[Items listed in a dataset]

---

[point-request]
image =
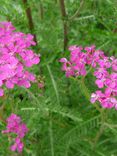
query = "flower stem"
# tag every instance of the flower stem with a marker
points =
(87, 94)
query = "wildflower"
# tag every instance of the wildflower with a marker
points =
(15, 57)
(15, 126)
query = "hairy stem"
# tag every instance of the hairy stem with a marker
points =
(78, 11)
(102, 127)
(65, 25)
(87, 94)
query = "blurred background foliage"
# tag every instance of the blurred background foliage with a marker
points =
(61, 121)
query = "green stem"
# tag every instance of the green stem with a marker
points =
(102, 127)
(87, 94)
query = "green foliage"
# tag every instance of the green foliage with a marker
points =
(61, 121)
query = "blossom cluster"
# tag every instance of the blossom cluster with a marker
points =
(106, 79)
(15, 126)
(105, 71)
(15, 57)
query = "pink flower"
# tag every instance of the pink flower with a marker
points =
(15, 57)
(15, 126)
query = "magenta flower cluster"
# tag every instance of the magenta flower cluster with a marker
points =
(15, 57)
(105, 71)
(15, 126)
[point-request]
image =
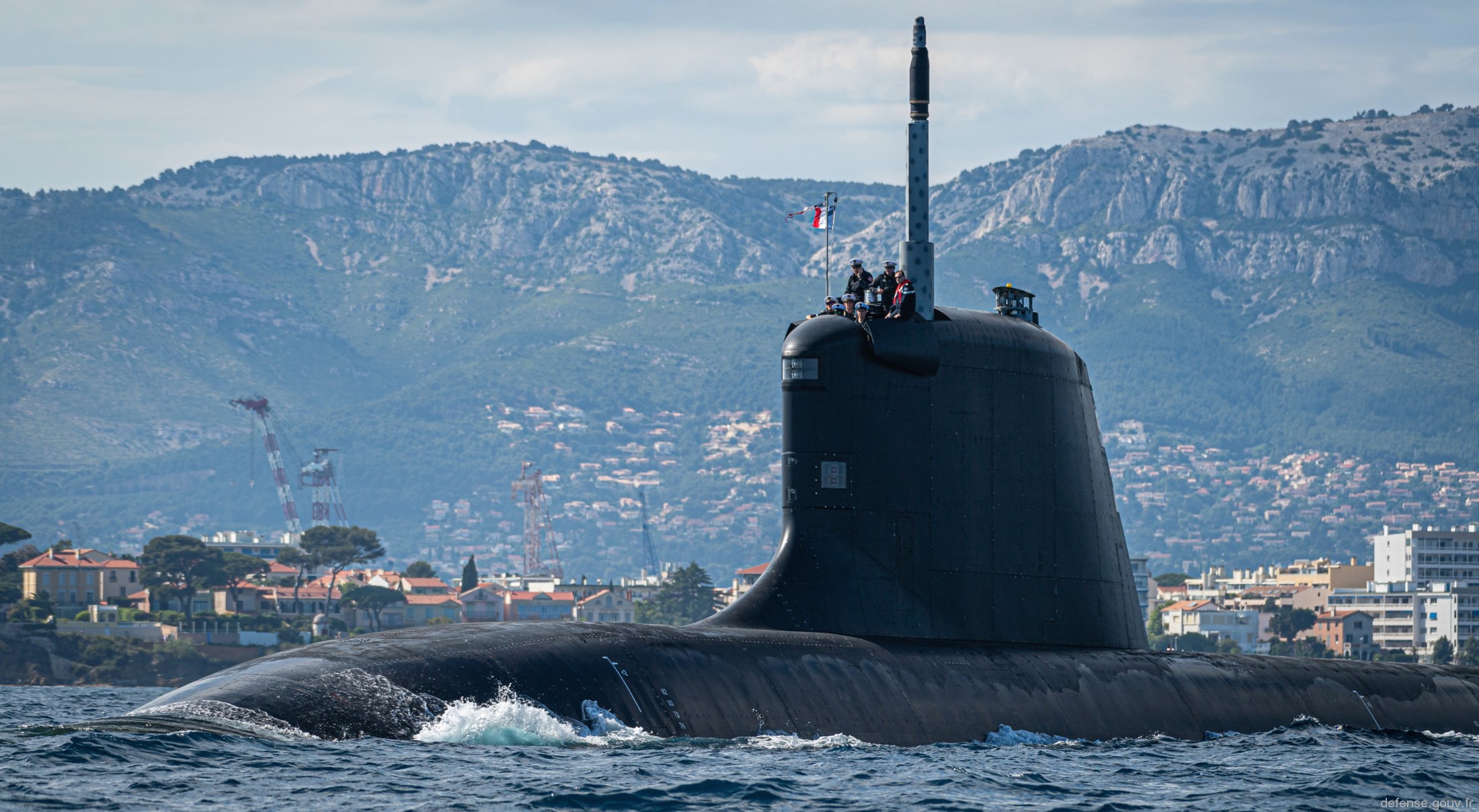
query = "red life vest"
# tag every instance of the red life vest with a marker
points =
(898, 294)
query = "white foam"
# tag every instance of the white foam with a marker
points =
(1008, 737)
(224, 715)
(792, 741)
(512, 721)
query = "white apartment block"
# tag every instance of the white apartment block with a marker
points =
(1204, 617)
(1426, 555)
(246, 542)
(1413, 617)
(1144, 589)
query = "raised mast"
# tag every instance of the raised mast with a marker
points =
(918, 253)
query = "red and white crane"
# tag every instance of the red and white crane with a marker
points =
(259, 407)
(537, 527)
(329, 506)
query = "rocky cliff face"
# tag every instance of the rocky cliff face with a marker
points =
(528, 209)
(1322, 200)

---

TASK INSTRUCTIONS
Every record must be copied exactly, with the pictures left out.

EXPECTED OUTPUT
[point-request]
image =
query = "flower stem"
# tag every instance of the flower stem with a marker
points =
(87, 94)
query = "wildflower"
# tag every instance of the wildflower with a marker
points =
(15, 57)
(15, 126)
query = "hairy stem"
# tag every instance of the hairy stem with a marker
points =
(78, 11)
(102, 127)
(65, 25)
(87, 94)
query = "blurred background foliage"
# tag every instance of the blurred background foliage with a marker
points =
(61, 121)
query = "green stem"
# tag every instance of the green stem with a marker
points =
(102, 127)
(87, 94)
query = "green foliage"
# tag every instance of the green foliage with a marker
points =
(61, 121)
query = "blossom cluster"
# tag every instance of the blossom cluster with a marker
points =
(106, 79)
(15, 126)
(105, 71)
(15, 57)
query = "pink flower"
# tag every instance of the pink flower with a marker
points =
(15, 57)
(15, 126)
query = "magenta flower cluster"
# tag every instance of the magenta flower cluster with a marker
points =
(15, 57)
(105, 71)
(15, 126)
[point-request]
image =
query = "red life vest"
# tag every instance of the red life vest with a marker
points =
(898, 294)
query = "white foam"
# tag every instance of the white foam with a marker
points =
(1008, 737)
(224, 715)
(792, 741)
(512, 721)
query = "white apartment block"
# tag every instance of the white apartment block with a marker
points =
(1204, 617)
(1426, 555)
(246, 542)
(1413, 617)
(1144, 589)
query = "raised mast"
# tag every instance of the raised mast with a marker
points =
(918, 253)
query = "red and white crane"
# tag every instance of the red and white crane with a marker
points =
(259, 407)
(537, 527)
(329, 506)
query = "rocky cliff face"
# tag every instance of the rocky cliff face with a marker
points =
(528, 209)
(1322, 200)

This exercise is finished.